### PROBLEMS TO SOLVE
• A. Quote everything in the object-oriented programming text from "data = get_user_input(foldername)" down to "result = run_pipeline(foldername)", keeping every character unchanged.
• B. Pick up the object-oriented programming text where it stops and write what comes next.
** Opening STUDY TEXT block **
Object-Oriented Programming: Part 1

Introduction

There are three main programming paradigms in use in mainstream programming languages:

  • Procedural

  • Functional

  • Object-oriented

While the functional paradigm is very interesting, we will not be discussing it in this course. You can read about Haskell, OCaml, F# and other functional programming languages wherever you get your information from.

Procedural Programming

Procedural Programming PB&J

The procedural paradigm is the most widely used paradigm… in the academia. And it’s probably the one you’re most familiar with from your work with MATLAB.

For example, if we wanted to write a naive script that multiplies the elements in two lists, we could write something like:

l1 = [1, 2, 3]
l2 = [4, 5, 6]
result = []
for item1, item2 in zip(l1, l2):
    result.append(item1 * item2)
result
[4, 10, 18]

If we later run into more lists we need to multiply, we’ll again write:

l3 = [10, 20, 30]
l4 = [40, 50, 60]
result2 = []
for item3, item4 in zip(l3, l4):
    result2.append(item3 * item4)
result2
[400, 1000, 1800]

At this point we’ll recognize a pattern and immediately be rememinded of the DRY (“Don’t Repeat Yourself”) principle, leading us to define a function and replace these two parts:

def list_multiplier(l1, l2):
    """
    Multiply two lists element-wise.
    
    Parameters
    ----------
    l1 : list
        First list
    l2 : list
        Second list    
    
    Returns
    -------
    list
        Element-wise multiplication result
    """
    result = []
    for item1, item2 in zip(l1, l2):
        result.append(item1 * item2)
    
    return result

This new procedure does one thing, and one thing only. This is what’s so powerful about it.

Procedural programming allows us to group and order our code base into small units, called functions or procedures, that have a specific, defined task.

It usually contains a “wrapper” script that defines the order of running for these functions:

def run_pipeline(foldername):
    """Main data pipeline script."""
    data = get_user_input(foldername)
    data_without_fieldnames = extract_fieldnames(data)
    columnar_data = generate_columns(data_without_fieldnames, num_of_columns)
    # ...
    # At the end of the file it will contain:

if __name__ == '__main__':
    foldername = '/path/to/folder'
    result = run_pipeline(foldername)
    print(result)

You should decisively eliminate any repeating code. It’s perhaps the most common source for errors in scientific computing, and it may bite you any of these ways:

  • Encapsulation

    # String concatenation
    first_string = 'abcd'
    second_string = 'efgh'
    concat = first_string + second_string[:-1] + 'zzz'  # you suddenly remember that you wish to exclude 
    # the last character in "second_string" and add the 'zzz' sequence at the end.
    # Program continues...
    # ...
    third_string = 'poiu'
    fourth_string = 'qwer'
    concat2 = third_string + fourth_string + 'zzz' # you wish to achieve the same goal in this 
    # concatenation - but you forgot that you excluded the last character of the second string.
    

    The moment you realized that you have a recurring operation on strings - you have to encapsulate it in a function. Be ruthless!

  • Parametrization

    Instead of writing:

    def process_data(data):
        scaled_data = data * 0.3  #  what is 0.3 exactly? Parametrize it.
    

    We might do:

    def process_data(data, na_concentration=0.3):
        """Multiplies data by the Na concentration."""
** Closing STUDY TEXT block **
** Opening DATA SHOWN block **
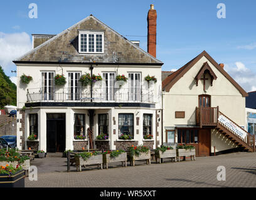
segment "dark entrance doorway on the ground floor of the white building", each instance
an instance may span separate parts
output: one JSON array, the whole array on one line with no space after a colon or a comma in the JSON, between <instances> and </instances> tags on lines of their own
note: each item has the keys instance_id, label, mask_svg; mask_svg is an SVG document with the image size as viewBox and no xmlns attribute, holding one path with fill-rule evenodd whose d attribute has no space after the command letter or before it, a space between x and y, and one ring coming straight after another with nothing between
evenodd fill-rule
<instances>
[{"instance_id":1,"label":"dark entrance doorway on the ground floor of the white building","mask_svg":"<svg viewBox=\"0 0 256 200\"><path fill-rule=\"evenodd\" d=\"M65 114L46 115L47 152L63 152L66 146Z\"/></svg>"}]
</instances>

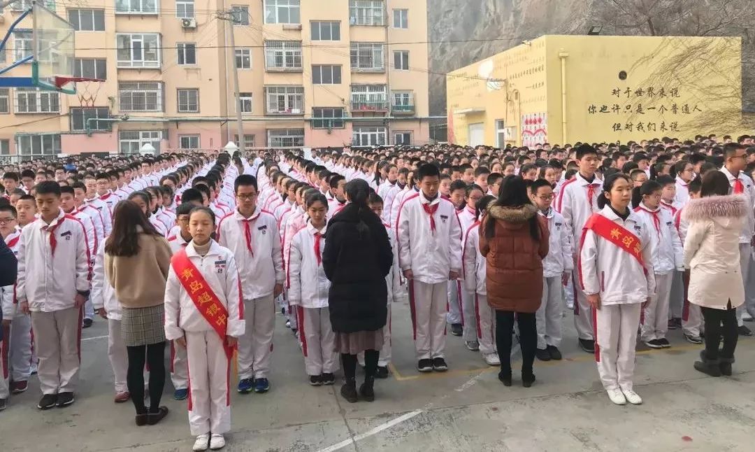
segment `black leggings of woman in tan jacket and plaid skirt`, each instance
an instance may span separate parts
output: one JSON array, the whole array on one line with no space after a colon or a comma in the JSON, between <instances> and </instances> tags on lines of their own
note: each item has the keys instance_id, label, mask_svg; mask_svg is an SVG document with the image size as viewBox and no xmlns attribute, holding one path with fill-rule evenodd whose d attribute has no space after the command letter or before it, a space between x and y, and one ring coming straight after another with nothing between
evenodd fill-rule
<instances>
[{"instance_id":1,"label":"black leggings of woman in tan jacket and plaid skirt","mask_svg":"<svg viewBox=\"0 0 755 452\"><path fill-rule=\"evenodd\" d=\"M146 350L145 350L146 349ZM149 364L149 413L157 413L162 389L165 386L165 342L126 347L128 372L126 385L137 414L147 412L144 407L144 362Z\"/></svg>"}]
</instances>

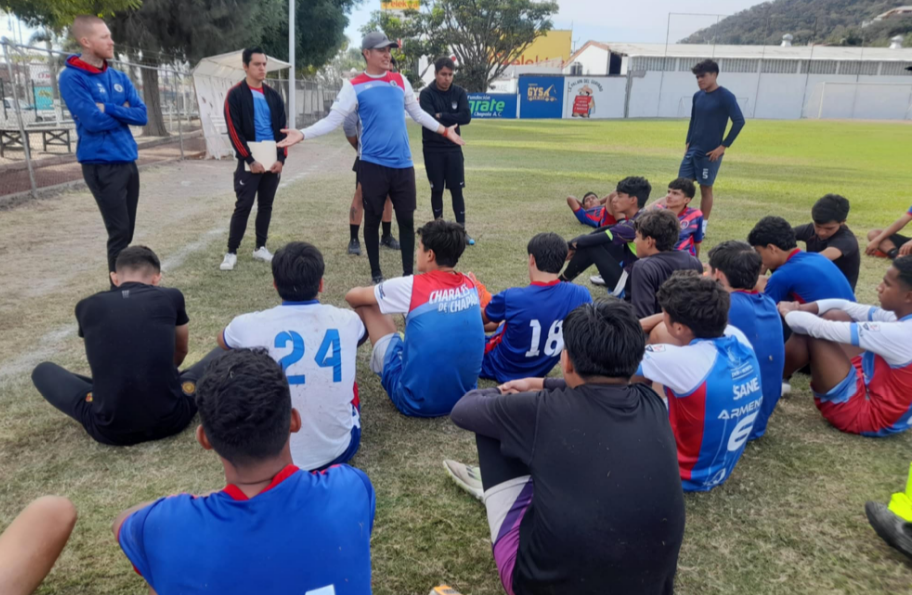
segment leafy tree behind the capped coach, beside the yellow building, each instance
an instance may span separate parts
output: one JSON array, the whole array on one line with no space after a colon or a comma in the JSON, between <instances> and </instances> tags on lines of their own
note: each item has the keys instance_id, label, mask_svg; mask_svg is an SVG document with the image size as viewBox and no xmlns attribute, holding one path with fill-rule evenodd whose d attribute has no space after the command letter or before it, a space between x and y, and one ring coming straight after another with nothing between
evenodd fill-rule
** Closing DATA SHOWN block **
### ANSWERS TO EACH TASK
• A.
data = get_user_input(foldername)
    data_without_fieldnames = extract_fieldnames(data)
    columnar_data = generate_columns(data_without_fieldnames, num_of_columns)
    # ...
    # At the end of the file it will contain:

if __name__ == '__main__':
    foldername = '/path/to/folder'
    result = run_pipeline(foldername)

• B.
        scaled_data = data * na_concentration
    

    But this is usually not enough. When calling the process_data, parameterize the na_concentration variable as well. This will help you avoid a situation such as:

    data = b * c - 1 + a
    process_data(data, 0.4)
    # Script continues...
    process_data(data2, 0.5)  # Perhaps you really did wish to call "process_data" with two different
    # parameters, but it's more likely that you decided that 0.5 was too high, so you changed it to 0.4
    # in the first call, but forgot that you had a second call. This parameter should appear somewhere at
    # the top of your script.
    

    Instead, we can specify module-wide constants, e.g.:

    NA_CONCENTRATION = 0.4
    
    def process_data(data, na_concentration=NA_CONCENTRATION):
        """Multiplies data by the Na concentration."""
        scaled_data = data * na_concentration
    
    data = b * c - 1 + a
    process_data(data)
    # If we really do wish to process the data with some other na_concentration:
    process_data(data2, na_concentration=0.3) 
    

While procedural programming works great for most simple tasks, it might be considered inferior when writing code that is meant to scale and be collaborated on.

Classes and Objects

Classes are user-defined types. Just like str, dict, tuple and the rest of the standard types, Python allows us to create our own types.

Objects are instances of classes, they’re an instance of a type we made. Actually, all instances of all types are objects in Python. It means that every variable and function in Python are, by themselves, an instance of a type. A function you make is an instance of the function type, for example. We’ll get to this during later stages of the course.

Classes are a type of abstraction we create with our code. A variable is the most simple type of abstraction - it’s a thing that is closely tied to a “real value” in a very simple relationship: My variable \(x\) represents the value \(y\).

Classes are more abstract - they don’t relate to a specific value directly, but rather they try to convey an idea of an object.

Example I: The Point Class

To show what we mean by “our own type”, we’ll define the Point type.

So, what is a point?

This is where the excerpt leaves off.